Extracted text

§

Ruler of Silla
- Reign: 247-261
- Coronation: 247
- Predecessor: Jobun of Silla
- Successor: Michu of Silla
- Died: 261 Silla

Posthumous name
- King Cheomhae (첨해 이사금; 沾解尼師今)
- Father: Seok Goljeong
- Mother: Queen Ongmo

Korean name
- Hangul: 첨해 이사금
- Hanja: 沾解尼師今
- RR: Cheomhae isageum
- MR: Ch'ŏmhae isagŭm

= Cheomhae of Silla =

King of Silla from 247 to 261

Cheomhae (r. 247–261, died 261), often known by his title Cheomhae Isageum, was the twelfth ruler of the Korean kingdom of Silla. He was a Seok, and the younger brother of the previous king, Jobun.

The Samguk sagi also reports that the Cheomhae forged a truce with Goguryeo, and that his reign saw repeated clashes with Baekje. Cheomhae's kinsman, the general Uro, was slain by the people of Wa in the year 250.

The defeat at this time dealt a serious blow to Silla. Later, Silla became close to Baekje and Goguryeo to guard against Japan even though Baekje had close relations and was allied with Japan. Given that some of the conquered city-states reappeared as Gaya, some city-states became independent. It was not until the reign of King Jijeung that Silla overcame the aftereffects and resumed its conquest.

§

Record extracts
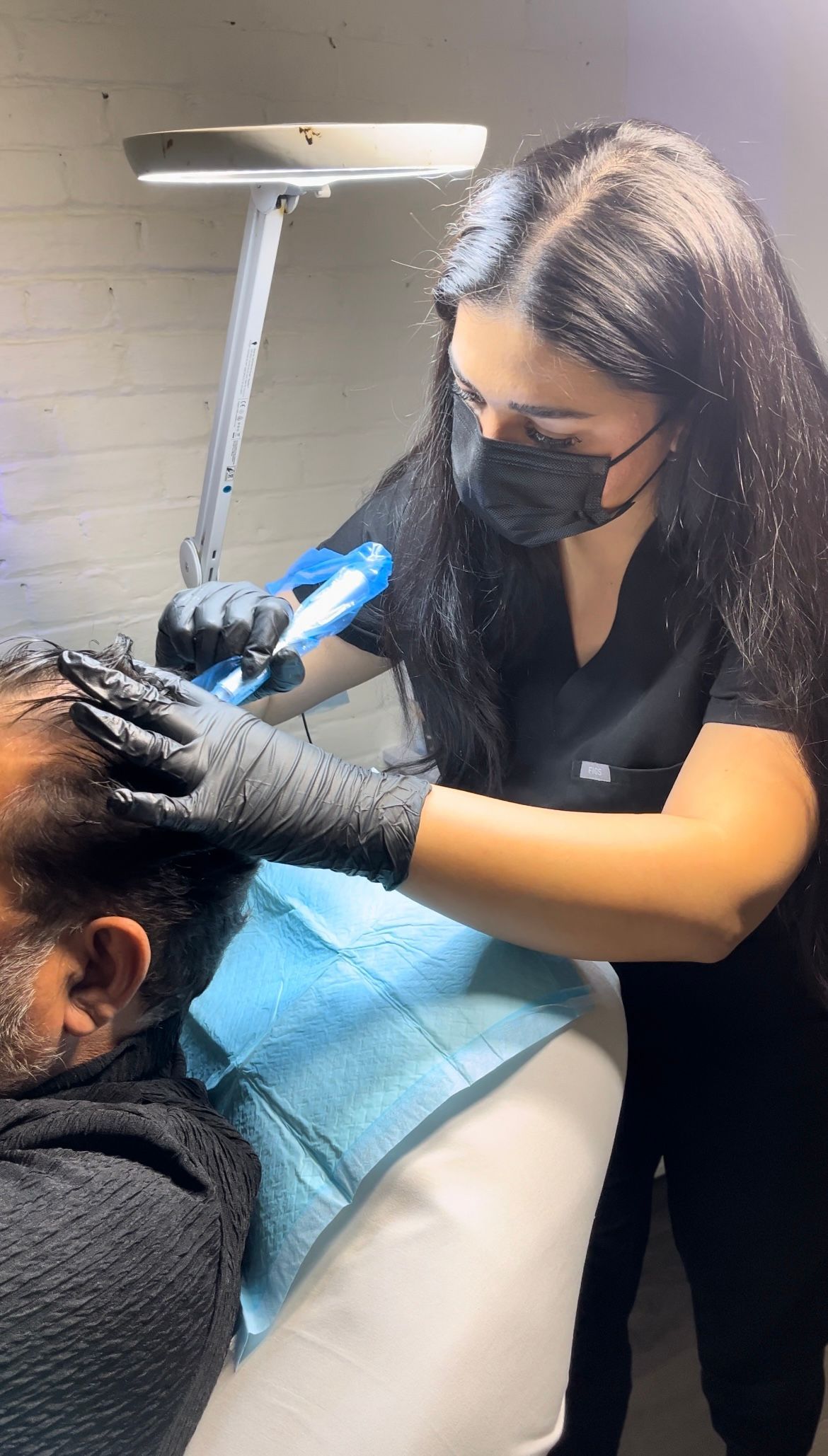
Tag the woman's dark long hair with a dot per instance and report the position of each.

§

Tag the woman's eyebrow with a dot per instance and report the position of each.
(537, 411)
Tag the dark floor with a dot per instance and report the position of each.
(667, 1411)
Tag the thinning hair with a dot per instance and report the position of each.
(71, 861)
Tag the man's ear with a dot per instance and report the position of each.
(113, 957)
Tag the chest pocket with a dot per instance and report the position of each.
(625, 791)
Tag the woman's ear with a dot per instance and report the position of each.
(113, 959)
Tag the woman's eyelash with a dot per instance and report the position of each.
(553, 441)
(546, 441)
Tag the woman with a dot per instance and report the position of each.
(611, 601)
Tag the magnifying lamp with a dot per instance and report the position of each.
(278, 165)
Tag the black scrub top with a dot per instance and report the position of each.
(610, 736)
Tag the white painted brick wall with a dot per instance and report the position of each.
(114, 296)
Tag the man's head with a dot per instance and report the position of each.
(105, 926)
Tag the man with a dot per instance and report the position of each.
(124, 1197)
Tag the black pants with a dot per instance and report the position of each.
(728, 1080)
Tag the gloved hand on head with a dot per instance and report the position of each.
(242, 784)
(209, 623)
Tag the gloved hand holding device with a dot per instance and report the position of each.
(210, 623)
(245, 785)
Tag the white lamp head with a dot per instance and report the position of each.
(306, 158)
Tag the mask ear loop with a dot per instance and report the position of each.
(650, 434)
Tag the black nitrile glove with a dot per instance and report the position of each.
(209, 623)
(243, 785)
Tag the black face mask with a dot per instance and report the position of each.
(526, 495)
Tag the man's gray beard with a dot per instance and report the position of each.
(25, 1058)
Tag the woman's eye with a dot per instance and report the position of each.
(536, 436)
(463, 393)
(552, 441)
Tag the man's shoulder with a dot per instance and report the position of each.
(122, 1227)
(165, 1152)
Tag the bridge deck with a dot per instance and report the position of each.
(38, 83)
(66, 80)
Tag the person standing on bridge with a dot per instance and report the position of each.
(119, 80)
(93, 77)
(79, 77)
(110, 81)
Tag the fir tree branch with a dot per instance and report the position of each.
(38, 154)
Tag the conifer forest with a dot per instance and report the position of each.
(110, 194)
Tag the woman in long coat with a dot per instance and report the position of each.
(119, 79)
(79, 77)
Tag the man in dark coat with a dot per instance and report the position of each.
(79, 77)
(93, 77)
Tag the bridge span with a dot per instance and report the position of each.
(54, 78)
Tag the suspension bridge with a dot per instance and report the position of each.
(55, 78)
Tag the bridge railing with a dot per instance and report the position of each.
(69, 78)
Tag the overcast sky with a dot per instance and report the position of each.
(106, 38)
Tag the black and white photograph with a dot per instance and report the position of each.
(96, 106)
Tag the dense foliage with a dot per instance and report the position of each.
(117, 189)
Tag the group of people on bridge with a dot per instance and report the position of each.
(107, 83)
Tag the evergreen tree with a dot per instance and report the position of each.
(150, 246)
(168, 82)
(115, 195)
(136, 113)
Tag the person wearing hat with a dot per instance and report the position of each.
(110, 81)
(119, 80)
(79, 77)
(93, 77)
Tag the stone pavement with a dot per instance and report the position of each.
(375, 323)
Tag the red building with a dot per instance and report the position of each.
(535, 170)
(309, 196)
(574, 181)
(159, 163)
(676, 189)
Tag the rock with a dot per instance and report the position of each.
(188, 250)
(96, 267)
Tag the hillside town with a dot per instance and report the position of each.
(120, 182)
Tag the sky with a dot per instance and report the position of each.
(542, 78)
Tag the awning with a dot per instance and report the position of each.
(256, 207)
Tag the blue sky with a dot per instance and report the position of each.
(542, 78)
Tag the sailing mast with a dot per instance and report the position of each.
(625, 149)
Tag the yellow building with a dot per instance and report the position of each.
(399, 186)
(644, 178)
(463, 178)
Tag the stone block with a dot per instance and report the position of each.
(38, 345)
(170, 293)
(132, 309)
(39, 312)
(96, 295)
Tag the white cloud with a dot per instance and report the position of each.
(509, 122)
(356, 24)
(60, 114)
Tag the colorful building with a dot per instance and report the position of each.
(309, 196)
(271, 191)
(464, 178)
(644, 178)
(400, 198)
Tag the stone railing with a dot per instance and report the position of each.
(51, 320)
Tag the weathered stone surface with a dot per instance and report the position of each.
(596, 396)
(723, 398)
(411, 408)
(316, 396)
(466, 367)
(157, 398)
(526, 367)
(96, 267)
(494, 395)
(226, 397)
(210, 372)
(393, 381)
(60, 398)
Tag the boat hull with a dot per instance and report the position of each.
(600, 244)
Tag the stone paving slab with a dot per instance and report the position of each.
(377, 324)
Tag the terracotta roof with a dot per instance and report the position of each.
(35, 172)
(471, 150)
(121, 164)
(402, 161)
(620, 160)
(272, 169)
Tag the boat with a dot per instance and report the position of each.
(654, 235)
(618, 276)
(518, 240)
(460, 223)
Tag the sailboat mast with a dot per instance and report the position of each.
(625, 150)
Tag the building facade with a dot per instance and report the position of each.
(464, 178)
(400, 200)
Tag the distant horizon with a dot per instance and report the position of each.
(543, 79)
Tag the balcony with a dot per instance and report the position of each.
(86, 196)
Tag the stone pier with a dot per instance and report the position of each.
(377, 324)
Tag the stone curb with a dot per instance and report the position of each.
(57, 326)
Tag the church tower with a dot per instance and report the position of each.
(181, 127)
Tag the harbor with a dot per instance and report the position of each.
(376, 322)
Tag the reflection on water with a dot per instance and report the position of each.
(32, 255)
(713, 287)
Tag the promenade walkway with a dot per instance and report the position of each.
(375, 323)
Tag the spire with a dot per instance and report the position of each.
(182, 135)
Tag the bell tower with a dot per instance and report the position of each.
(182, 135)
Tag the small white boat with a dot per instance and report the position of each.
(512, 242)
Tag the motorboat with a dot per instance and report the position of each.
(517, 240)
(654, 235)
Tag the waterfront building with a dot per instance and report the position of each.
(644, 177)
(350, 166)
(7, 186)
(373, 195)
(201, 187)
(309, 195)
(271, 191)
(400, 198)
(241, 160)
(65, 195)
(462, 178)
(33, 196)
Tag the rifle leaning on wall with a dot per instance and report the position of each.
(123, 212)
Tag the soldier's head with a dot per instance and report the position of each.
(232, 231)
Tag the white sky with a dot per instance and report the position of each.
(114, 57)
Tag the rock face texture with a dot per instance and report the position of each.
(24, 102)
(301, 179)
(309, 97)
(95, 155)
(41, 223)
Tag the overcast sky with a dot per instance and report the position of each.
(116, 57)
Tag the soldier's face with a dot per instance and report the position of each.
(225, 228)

§

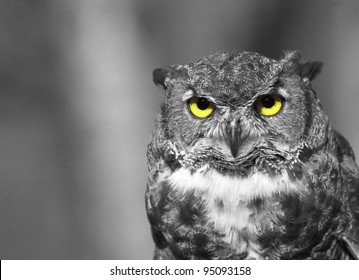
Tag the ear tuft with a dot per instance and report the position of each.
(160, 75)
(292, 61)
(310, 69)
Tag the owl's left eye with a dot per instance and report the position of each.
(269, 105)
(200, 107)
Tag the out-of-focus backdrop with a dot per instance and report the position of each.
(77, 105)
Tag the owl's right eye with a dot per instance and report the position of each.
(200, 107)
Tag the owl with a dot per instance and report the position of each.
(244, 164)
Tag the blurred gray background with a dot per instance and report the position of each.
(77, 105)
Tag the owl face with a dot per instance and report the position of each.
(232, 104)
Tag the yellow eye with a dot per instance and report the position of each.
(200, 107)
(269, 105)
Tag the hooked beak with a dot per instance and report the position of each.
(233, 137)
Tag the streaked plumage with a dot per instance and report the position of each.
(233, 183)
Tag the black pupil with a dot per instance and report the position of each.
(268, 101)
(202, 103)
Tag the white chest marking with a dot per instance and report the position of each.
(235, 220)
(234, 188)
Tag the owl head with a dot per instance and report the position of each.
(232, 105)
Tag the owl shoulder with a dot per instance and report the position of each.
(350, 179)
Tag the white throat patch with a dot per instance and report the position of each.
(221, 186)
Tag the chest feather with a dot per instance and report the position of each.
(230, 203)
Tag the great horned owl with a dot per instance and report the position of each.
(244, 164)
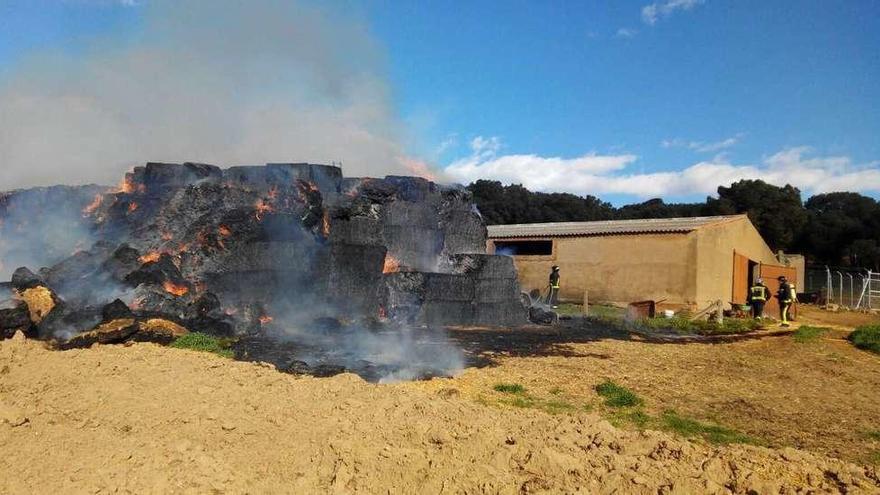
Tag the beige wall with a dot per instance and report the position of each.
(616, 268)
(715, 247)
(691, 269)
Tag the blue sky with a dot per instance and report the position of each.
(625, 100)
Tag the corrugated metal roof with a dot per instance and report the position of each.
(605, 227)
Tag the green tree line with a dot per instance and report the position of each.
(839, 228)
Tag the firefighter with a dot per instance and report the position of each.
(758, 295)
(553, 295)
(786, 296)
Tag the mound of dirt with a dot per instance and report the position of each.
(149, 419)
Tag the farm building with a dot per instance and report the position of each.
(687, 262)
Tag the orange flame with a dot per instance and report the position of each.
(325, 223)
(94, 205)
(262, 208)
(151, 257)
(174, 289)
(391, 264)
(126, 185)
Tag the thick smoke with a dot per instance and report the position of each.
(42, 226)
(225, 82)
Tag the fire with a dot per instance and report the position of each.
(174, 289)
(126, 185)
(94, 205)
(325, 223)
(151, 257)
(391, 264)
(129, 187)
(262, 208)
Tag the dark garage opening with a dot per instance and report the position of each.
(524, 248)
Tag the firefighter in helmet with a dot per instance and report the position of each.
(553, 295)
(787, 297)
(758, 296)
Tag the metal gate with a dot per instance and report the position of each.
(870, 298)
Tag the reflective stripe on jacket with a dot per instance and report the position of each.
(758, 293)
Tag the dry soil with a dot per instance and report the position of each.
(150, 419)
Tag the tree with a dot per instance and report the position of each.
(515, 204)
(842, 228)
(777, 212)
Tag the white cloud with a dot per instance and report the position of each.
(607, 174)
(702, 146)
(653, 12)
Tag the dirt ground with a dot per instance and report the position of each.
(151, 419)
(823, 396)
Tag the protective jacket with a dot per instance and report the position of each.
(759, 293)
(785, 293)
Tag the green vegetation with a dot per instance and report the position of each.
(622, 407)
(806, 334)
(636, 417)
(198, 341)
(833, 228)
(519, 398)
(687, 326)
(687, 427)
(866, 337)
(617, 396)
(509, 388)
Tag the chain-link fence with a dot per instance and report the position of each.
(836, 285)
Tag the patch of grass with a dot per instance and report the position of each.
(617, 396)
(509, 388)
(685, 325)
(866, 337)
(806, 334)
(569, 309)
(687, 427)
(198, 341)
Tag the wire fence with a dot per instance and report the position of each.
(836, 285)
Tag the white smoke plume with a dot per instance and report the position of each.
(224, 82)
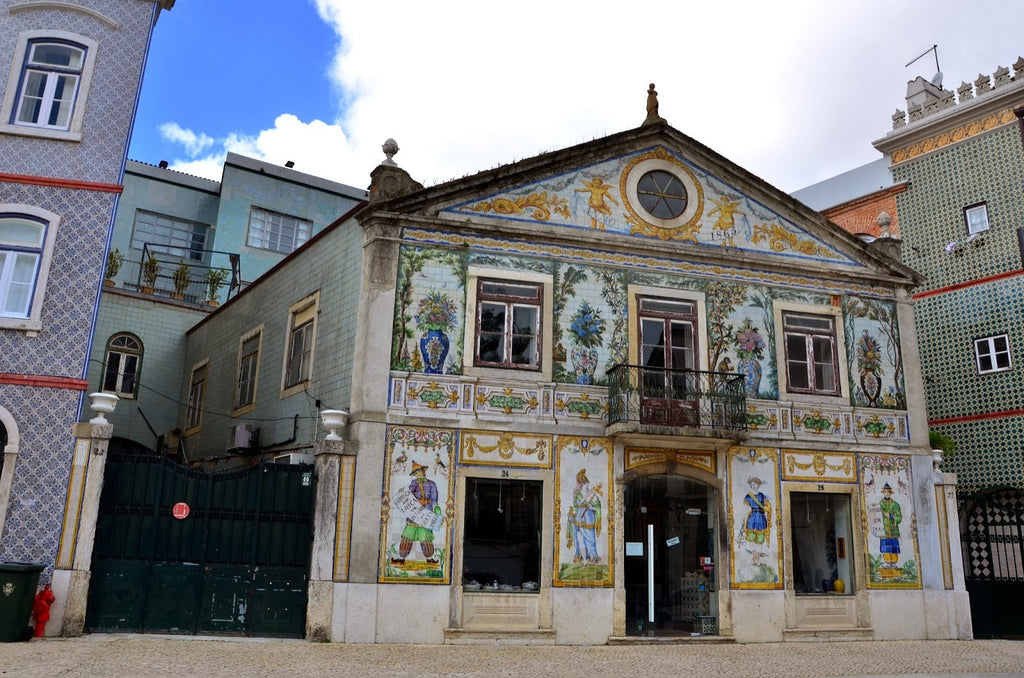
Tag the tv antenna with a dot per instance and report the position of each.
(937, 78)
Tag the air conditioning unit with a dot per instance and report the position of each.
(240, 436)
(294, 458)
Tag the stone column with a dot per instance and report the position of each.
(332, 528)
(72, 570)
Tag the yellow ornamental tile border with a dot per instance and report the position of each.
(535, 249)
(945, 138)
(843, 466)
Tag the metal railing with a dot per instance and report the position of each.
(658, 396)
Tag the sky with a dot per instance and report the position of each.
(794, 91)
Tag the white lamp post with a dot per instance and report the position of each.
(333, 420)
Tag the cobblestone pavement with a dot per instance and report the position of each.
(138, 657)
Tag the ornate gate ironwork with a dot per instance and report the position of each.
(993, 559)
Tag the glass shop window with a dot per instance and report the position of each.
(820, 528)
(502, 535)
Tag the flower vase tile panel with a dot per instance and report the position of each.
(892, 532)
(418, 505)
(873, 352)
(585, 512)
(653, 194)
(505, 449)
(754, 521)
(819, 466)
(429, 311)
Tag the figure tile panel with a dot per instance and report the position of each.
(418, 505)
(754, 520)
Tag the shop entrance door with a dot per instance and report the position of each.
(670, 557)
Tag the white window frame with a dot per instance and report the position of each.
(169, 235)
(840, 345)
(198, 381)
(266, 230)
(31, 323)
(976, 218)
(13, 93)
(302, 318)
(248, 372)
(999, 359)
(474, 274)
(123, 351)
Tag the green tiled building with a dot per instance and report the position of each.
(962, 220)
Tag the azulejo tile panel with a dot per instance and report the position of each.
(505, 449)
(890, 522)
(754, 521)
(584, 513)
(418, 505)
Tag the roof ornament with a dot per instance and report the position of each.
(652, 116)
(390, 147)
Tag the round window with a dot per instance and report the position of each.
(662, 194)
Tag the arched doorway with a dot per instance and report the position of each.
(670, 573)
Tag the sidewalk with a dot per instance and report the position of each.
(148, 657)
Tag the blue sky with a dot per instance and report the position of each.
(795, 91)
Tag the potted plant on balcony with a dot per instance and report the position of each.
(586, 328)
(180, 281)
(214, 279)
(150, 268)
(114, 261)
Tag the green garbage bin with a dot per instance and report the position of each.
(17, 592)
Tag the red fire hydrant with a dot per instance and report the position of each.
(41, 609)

§

Task prompt
Please print the passage from the article on Cheomhae of Silla verbatim, starting at "King of Silla" and ending at "the year 250.".

Correct result
King of Silla from 247 to 261

Cheomhae (r. 247–261, died 261), often known by his title Cheomhae Isageum, was the twelfth ruler of the Korean kingdom of Silla. He was a Seok, and the younger brother of the previous king, Jobun.

The Samguk sagi also reports that the Cheomhae forged a truce with Goguryeo, and that his reign saw repeated clashes with Baekje. Cheomhae's kinsman, the general Uro, was slain by the people of Wa in the year 250.